Records excerpted from a collection:
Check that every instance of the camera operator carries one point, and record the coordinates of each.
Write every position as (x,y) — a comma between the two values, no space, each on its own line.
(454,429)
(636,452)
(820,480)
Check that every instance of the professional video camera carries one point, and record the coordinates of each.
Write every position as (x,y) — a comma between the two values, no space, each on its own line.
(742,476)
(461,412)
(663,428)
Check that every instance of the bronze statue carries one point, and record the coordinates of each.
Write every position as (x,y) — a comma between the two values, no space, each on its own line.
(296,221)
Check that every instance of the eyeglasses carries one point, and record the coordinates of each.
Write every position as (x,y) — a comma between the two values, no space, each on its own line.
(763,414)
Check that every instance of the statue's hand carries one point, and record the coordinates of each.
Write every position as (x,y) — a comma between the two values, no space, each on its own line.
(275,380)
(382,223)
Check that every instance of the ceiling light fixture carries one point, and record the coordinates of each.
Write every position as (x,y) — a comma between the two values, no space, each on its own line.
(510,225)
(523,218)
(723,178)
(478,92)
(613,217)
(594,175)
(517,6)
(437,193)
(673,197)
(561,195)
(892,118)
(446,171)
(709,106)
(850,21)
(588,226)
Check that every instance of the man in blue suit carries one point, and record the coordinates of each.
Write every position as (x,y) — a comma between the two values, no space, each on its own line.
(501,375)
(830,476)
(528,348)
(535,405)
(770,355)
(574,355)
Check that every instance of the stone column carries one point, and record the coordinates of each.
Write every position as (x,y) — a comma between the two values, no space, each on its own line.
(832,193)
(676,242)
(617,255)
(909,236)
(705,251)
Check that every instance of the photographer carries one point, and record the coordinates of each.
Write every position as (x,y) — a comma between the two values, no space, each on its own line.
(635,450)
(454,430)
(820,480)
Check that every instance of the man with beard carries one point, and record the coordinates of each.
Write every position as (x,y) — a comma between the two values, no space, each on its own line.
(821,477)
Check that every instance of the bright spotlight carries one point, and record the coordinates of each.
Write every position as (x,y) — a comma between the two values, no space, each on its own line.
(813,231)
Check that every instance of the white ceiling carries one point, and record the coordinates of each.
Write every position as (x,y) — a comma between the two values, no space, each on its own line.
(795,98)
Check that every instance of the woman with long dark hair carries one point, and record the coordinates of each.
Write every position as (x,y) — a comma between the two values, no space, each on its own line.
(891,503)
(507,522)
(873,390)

Stated exercise>
In the listing above, find the line containing "Check that every instance of the stone", then reproduce it and each line after it through the end, exactly and with nothing added.

Reply>
Check that every instance of the stone column carries one point, and record the coordinates of each.
Write every position as (x,y) — a comma between the two values, no space, each on its own line.
(832,193)
(676,242)
(617,255)
(909,236)
(705,251)
Check that every instance of the photographer carries one point, and record the coordinates of each.
Write every position as (x,y) — a comma between the two values, no space, each on its own line.
(635,450)
(454,430)
(820,480)
Check that every instance of the man with beard carries one point, and record the coordinates of each.
Write every position as (x,y) — a comma between the two values, no space, each on its own line.
(821,477)
Check that every instance of the bright spotlight carries one point, and record the coordinates of each.
Write every position as (x,y) — a comma between the two values, no space, each on its own line.
(813,231)
Check that every instance of the white ceiling carries one point, and record the coordinates of each.
Write every position as (x,y) — a comma between the two values, no space, each on its own line.
(795,98)
Check that every instance of the woman with long dark hair carries one point, and record the coordinates of each.
Write every position as (x,y) — a comma between the two values, no space, each on its own line.
(891,503)
(507,522)
(873,390)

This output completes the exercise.